[Records of named objects with pointed positions]
··········

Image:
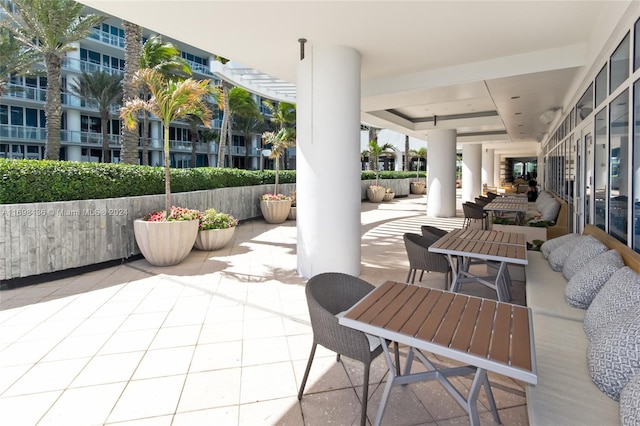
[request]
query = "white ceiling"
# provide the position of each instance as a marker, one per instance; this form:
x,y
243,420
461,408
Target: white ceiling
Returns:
x,y
487,68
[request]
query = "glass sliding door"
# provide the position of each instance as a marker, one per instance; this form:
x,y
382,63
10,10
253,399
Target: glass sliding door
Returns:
x,y
619,166
600,171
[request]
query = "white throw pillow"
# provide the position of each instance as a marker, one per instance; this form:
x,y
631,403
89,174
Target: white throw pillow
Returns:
x,y
589,248
620,293
587,282
613,354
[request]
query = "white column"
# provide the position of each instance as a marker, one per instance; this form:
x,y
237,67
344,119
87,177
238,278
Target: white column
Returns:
x,y
471,171
328,185
441,173
488,176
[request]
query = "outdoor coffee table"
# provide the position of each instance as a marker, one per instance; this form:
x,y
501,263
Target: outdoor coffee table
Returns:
x,y
485,334
501,248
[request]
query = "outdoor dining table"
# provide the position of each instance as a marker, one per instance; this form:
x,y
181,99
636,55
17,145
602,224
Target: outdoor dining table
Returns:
x,y
484,334
492,247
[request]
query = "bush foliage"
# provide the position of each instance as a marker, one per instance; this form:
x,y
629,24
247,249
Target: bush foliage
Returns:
x,y
34,181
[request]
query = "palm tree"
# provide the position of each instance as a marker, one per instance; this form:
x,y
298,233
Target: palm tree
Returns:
x,y
164,58
375,152
14,58
101,90
421,154
49,27
132,53
233,101
280,141
170,100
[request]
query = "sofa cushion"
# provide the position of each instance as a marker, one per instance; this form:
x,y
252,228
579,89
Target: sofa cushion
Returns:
x,y
587,282
630,402
613,353
545,290
565,394
589,248
559,256
548,246
620,293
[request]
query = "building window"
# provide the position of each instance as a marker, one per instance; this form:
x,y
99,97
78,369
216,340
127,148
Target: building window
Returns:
x,y
619,64
636,165
618,170
601,86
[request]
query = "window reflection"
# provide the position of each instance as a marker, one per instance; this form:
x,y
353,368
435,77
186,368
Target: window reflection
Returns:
x,y
618,172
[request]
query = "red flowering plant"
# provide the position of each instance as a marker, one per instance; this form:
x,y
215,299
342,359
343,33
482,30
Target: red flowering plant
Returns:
x,y
176,213
274,197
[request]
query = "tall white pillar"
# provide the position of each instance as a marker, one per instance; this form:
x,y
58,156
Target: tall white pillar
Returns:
x,y
328,185
441,173
488,176
471,171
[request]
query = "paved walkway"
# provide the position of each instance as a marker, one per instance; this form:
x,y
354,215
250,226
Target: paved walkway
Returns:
x,y
221,339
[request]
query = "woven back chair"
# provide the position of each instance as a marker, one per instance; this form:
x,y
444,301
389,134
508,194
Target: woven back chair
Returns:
x,y
421,259
329,294
475,212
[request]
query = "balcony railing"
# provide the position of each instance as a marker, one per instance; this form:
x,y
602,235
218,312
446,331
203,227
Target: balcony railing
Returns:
x,y
106,38
25,92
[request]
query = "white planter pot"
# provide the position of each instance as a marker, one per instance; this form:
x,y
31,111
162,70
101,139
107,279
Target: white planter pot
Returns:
x,y
165,243
275,211
292,213
214,239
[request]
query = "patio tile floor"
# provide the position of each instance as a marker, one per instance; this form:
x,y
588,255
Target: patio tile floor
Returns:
x,y
221,339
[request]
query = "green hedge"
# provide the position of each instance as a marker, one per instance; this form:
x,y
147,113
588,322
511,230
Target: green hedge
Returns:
x,y
33,181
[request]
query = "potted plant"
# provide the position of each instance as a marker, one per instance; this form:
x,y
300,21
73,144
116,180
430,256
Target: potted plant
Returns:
x,y
171,99
292,211
275,207
418,186
153,232
388,195
376,193
215,230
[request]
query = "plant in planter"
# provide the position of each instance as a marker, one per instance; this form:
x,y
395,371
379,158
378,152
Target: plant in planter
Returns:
x,y
171,99
292,211
153,232
375,193
388,195
275,207
215,230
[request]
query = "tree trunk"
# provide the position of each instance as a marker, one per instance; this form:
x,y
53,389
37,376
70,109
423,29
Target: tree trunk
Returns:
x,y
407,157
133,49
145,130
106,154
53,107
225,124
167,173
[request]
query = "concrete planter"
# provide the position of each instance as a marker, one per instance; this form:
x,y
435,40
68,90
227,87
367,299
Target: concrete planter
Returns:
x,y
376,195
275,211
165,243
213,239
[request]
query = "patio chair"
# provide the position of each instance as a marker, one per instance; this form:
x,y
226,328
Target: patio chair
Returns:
x,y
475,212
421,259
328,295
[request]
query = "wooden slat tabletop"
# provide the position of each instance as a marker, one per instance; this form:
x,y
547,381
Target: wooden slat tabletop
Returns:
x,y
493,335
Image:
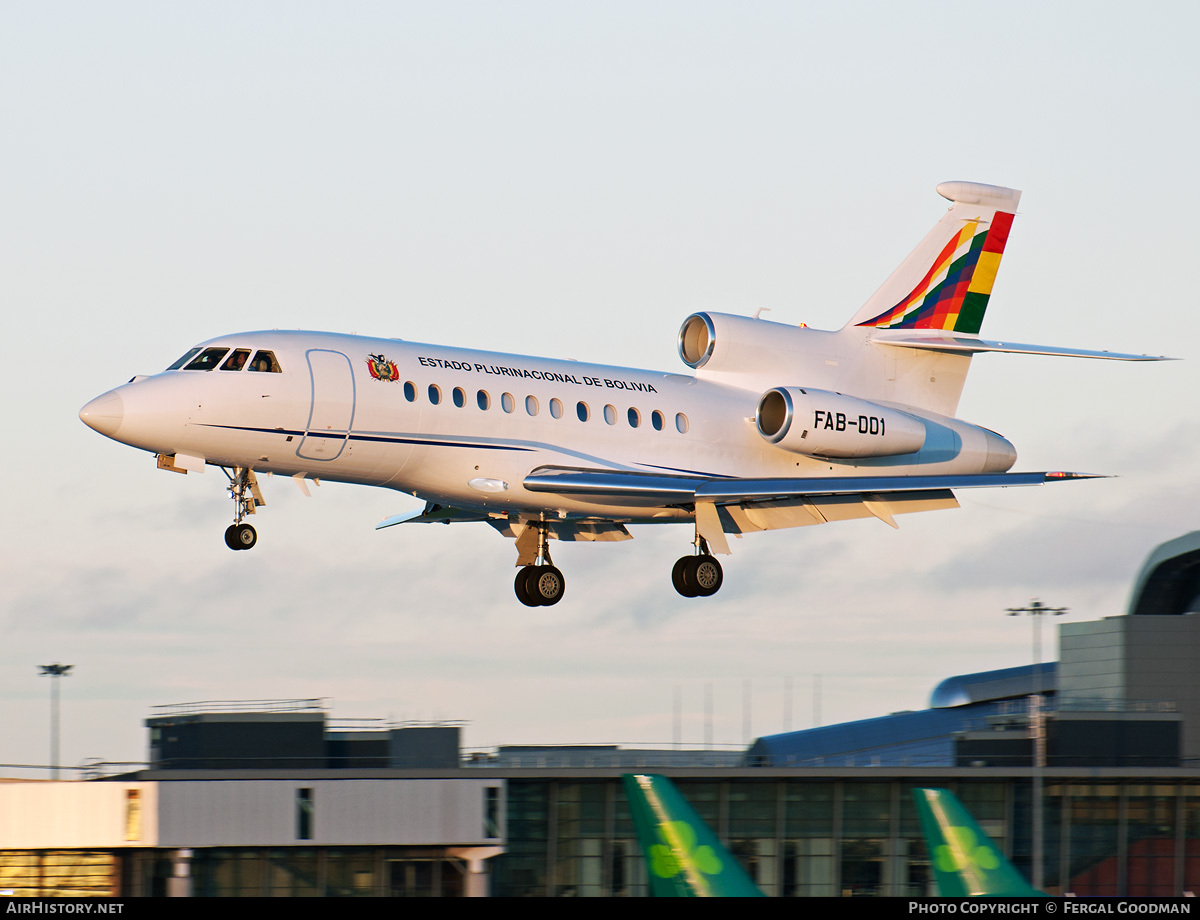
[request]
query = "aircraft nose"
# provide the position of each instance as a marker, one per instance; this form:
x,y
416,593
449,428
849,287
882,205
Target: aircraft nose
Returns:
x,y
105,414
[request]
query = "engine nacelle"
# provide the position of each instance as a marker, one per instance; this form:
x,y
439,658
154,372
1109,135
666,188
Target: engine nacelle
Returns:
x,y
822,424
720,343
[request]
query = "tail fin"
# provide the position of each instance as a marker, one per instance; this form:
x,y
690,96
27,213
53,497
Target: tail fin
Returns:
x,y
966,863
946,282
683,857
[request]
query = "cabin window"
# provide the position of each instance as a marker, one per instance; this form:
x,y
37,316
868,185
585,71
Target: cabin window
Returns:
x,y
184,360
237,360
264,362
209,359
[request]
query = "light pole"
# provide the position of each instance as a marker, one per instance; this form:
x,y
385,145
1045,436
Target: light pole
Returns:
x,y
1037,722
54,672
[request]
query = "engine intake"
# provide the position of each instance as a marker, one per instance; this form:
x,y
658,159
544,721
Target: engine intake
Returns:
x,y
822,424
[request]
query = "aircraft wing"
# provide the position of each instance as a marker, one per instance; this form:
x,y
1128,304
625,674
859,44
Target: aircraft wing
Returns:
x,y
670,489
745,505
939,341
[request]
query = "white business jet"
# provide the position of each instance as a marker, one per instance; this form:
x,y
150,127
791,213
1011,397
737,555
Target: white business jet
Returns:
x,y
778,426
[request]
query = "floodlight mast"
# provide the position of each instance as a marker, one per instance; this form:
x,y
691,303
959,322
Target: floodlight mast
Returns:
x,y
1036,611
54,672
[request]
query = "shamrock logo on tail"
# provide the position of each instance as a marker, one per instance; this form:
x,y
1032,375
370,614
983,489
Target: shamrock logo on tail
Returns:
x,y
682,835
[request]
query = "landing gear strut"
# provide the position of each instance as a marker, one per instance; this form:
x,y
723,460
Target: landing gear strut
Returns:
x,y
697,576
540,584
246,495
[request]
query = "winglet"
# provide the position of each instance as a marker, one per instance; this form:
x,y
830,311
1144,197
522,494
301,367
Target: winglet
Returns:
x,y
683,857
965,861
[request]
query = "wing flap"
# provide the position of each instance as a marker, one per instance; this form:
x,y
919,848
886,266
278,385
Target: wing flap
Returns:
x,y
660,489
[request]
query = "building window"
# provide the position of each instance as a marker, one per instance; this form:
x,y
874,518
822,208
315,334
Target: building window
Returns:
x,y
304,813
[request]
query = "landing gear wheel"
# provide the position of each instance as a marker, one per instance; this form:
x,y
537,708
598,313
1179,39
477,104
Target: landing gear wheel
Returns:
x,y
546,585
697,576
705,573
240,536
677,577
521,587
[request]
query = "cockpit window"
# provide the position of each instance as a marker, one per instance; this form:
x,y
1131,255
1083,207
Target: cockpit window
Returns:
x,y
209,359
264,362
185,359
237,360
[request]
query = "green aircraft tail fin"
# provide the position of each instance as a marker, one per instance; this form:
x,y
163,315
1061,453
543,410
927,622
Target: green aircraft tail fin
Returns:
x,y
683,857
966,863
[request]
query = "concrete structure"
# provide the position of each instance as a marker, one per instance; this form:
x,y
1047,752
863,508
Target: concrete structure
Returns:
x,y
325,811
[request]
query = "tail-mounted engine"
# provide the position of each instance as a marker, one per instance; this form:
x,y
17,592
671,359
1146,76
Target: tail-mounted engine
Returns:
x,y
822,424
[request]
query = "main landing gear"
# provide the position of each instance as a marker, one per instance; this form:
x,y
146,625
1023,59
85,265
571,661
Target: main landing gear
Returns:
x,y
697,576
540,584
246,495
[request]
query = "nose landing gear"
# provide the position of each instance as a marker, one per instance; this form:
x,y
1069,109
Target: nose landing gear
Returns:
x,y
246,495
540,584
697,576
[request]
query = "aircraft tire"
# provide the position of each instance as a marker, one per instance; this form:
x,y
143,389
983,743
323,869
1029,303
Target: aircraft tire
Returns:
x,y
521,587
245,536
678,577
705,575
547,585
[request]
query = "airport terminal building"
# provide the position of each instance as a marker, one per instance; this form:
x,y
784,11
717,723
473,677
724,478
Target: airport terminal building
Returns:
x,y
274,799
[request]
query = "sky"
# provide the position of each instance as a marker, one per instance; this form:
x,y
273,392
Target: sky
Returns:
x,y
570,180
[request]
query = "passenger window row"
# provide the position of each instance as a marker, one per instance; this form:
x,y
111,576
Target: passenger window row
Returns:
x,y
508,403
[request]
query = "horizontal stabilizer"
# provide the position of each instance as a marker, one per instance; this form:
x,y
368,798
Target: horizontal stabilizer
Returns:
x,y
973,344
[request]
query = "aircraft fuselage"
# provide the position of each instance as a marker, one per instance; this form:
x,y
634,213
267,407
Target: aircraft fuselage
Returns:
x,y
465,427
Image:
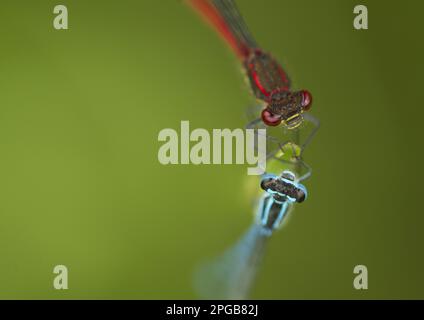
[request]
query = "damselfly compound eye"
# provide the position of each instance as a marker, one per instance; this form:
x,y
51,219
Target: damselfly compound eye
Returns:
x,y
307,100
270,119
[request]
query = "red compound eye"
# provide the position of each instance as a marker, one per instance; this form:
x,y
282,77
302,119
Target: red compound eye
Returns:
x,y
307,100
270,119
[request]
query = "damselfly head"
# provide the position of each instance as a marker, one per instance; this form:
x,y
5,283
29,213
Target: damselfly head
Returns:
x,y
286,107
284,187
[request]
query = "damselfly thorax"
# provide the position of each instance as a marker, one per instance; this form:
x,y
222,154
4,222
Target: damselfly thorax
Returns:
x,y
267,78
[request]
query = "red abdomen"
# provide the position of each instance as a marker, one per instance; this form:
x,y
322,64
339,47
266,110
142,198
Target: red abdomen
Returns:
x,y
265,74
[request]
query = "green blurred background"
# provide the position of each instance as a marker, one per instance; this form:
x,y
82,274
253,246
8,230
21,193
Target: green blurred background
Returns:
x,y
80,112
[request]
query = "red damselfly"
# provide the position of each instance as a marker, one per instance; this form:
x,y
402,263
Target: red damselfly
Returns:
x,y
268,80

··········

Select every line of the items that contains the word "nose", and copy each one out.

=== SOLVED EXERCISE ===
query = "aircraft nose"
Target: aircraft nose
query = "nose landing gear"
Target: nose landing gear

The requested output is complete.